### What is needed
Look for the line containing "potted palm plant -> outlines, every instance" in the records below. Then output it and all the lines that follow, exactly and without any others.

(Stored data entries)
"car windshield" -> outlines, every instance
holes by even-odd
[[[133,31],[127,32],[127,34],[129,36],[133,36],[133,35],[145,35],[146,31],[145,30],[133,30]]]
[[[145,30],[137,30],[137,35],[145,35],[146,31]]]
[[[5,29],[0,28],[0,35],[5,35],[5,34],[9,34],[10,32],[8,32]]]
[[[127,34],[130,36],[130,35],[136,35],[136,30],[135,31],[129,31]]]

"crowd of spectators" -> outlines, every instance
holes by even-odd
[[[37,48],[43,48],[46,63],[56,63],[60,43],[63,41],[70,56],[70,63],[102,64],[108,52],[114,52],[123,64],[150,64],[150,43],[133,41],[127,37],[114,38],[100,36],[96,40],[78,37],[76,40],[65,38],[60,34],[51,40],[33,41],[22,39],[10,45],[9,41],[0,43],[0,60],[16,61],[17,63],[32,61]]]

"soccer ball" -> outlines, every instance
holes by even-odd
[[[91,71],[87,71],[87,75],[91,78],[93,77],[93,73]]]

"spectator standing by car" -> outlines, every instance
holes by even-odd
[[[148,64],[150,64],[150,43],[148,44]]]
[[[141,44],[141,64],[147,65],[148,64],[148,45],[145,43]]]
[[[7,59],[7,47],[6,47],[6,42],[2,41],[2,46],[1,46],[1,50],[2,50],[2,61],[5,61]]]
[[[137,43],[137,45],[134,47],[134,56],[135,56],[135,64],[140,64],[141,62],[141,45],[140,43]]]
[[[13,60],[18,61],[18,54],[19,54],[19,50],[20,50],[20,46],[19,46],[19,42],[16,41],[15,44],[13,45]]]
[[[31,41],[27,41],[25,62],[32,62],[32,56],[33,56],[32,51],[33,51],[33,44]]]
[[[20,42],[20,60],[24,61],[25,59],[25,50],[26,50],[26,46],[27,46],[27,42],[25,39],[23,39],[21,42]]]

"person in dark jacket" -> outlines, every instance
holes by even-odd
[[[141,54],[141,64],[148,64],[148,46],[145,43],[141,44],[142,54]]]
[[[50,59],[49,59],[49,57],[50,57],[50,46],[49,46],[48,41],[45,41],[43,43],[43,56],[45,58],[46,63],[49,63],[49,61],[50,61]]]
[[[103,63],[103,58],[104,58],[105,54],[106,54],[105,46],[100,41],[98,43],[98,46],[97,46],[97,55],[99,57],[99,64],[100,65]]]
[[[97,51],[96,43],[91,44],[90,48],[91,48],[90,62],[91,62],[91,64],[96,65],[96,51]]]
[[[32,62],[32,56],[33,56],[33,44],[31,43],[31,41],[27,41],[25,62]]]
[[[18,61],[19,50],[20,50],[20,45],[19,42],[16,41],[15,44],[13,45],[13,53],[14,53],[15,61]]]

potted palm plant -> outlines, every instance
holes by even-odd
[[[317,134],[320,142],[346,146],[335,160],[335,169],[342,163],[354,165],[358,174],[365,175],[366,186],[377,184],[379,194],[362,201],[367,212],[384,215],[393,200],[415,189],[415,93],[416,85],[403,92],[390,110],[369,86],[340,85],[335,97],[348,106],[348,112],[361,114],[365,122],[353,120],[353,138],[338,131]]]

### Answer section
potted palm plant -> outlines, every instance
holes by even-odd
[[[317,134],[320,142],[346,146],[335,160],[335,169],[342,163],[354,165],[358,174],[365,175],[366,186],[377,184],[379,194],[362,201],[367,212],[384,215],[393,200],[415,189],[415,93],[416,85],[403,92],[390,110],[369,86],[340,85],[335,97],[348,106],[348,112],[361,114],[365,122],[353,120],[353,138],[338,131]]]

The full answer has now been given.